Landasan Bahagiamu


Sebagai penulis novel ketika terluka mental atau batin, cara saya mengungkapkan kesedihan yaitu lewat menulis komedi. Ketika kesedihan saya menghasilkan karya, dibaca dan diapresiasi ketika itu saya sembuh. Karena saat saya berbagi kebahagiaan lewat tulisan, saya percaya akan ada seseorang lain di sana yang mempunyai tujuan serupa untuk membahagiakan saya.

Kebahagiaan itu harus ditarik sesudah kekecewaan mendalam. Ketika kamu mampu paham bahwa kekecewaan nggak membuatmu berkembang, aktivitas seratus persenmu teralihkan, menggerogoti dirimu yang ceria, kamu mencari cara untuk kembali pada kebahagiaan, karena kecewa itu nggak ada yang abadi.

Berbincang tentang kebahagiaan dan kesedihan, saya pernah bertanya pada seorang teman cara supaya kita bisa menjadi sumber kebahagiaan dan kesedihan bagi diri sendiri, bukan melulu orang lain.
Yang saya maksudkan, ketika kamu berkumpul dengan sahabat, sahabatmu itu humoris parah, kemudian ketika kalian pulang, tawa itu nggak bertahan karena sumber kebahagiaannya sudah pergi. Kamu jadi kesepian, kesedihan datang. Dan kembali, orang itu lagi-lagi menjadi sumber kesedihan kamu.

Teman saya sempat kebingungan, tapi bagusnya dia jawab dengan baik dan religius.

Dia menyampaikan, bahwa sumber segala kebahagiaan dan kesedihan berawal dari hati dan sang pembolak-balik hati hanya Allah SWT. Jadi dekatilah Allah, minta pada-NYA agar mengganti kesedihan dengan cahaya Al-Quran, itu konsepnya. Kalau ikhtiarnya, buat diri sendiri sibuk dengan hal yang berguna, disaat sedih terima dengan ikhlas, lama kelamaan hati akan bertambah kuat dan kesedihan yang ada kini nggak akan bisa menyakitimu lagi.

Jadi sumber kebahagiaan dan kesedihan kamu bukan lagi bergantung pada makhluk tapi pada Sang Pencipta. That’s the key.

Di novel karangan saya Happiness Theory, saya pernah menuliskan bahwa bahagia itu dari pikiran. (Jawaban lain yang saya benarkan namun seringnya lupa diaplikasikan ke kehidupan, bahwa bahagia itu bersyukur apapun yang didapat dan terjadi).

Mengenai bahwa pikiran mempengaruhi sebagian besar aktivitas kebahagiaanmu, ada studi yang dilakukan Arbie Sheena berdasarkan pengamatan dari Universitas Kehidupan. Kesia-siaan itu ada dua hal: Bicara dan pikiran yang sia-sia.

→ PETUNJUK TUGAS
Lanjutkan teks tentang sumber kebahagiaan di atas, mulai setelah kalimat terakhirnya. Daftar di bawah ini berasal dari sumber lain.

→ DATA TERCATAT

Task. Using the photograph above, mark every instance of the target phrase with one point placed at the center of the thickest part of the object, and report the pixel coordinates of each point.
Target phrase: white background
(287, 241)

→ JAWABAN TUGAS
*Bicara yang sia-sia, seperti kamu bergosip tentang keburukan seseorang padahal belum kenal secuilpun.

*Pikiran yang sia-sia, memikirkan sesuatu yang membuatmu nggak antusias, menghambat kinerjamu, kegalauan, kepesimisan, hal-hal belum kejadian tapi sudah kamu prediksi duluan berdasarkan ilmu pengetahuanmu tentang realitas yang minim.

Dan pikiran-pikiran itu membuat kebahagiaanmu tertunda.
Sementara dari seorang dosen yang ia kutip dari sebuah buku, orang nggak bahagia karena fisik dan otak nggak menyatu. Fisiknya tinggal disebuah tempat tapi pikirannya ke mana-mana. Saya sering melihat orang-orang yang nggak ‘menyatu’ tersebut, contoh terdekatnya emak saya.

Tiap kali saya menyetel televisi, emak yang lagi rehat masak pasti muncul, ambil remot terus ganti channel gosip-gosip, kemudian saya tinggal ke kamar. Ketika saya dengar acara itu berganti iklan, saya kembali lagi ke depan tv, dan melihat emak termenung di sana.

Dan ketika saya tegur, “Emak ngelamun?” dengan nyolot emak membalas, “enak aja, orang lagi nonton tipi.”

“Lah, tapi itu iklan, Mak, ngapain ditonton?”

Kemudian emak spontan ambil remot, mengganti channel gosip-gosip lain. Apa saya harus berspekulasi emak sukanya nonton iklan?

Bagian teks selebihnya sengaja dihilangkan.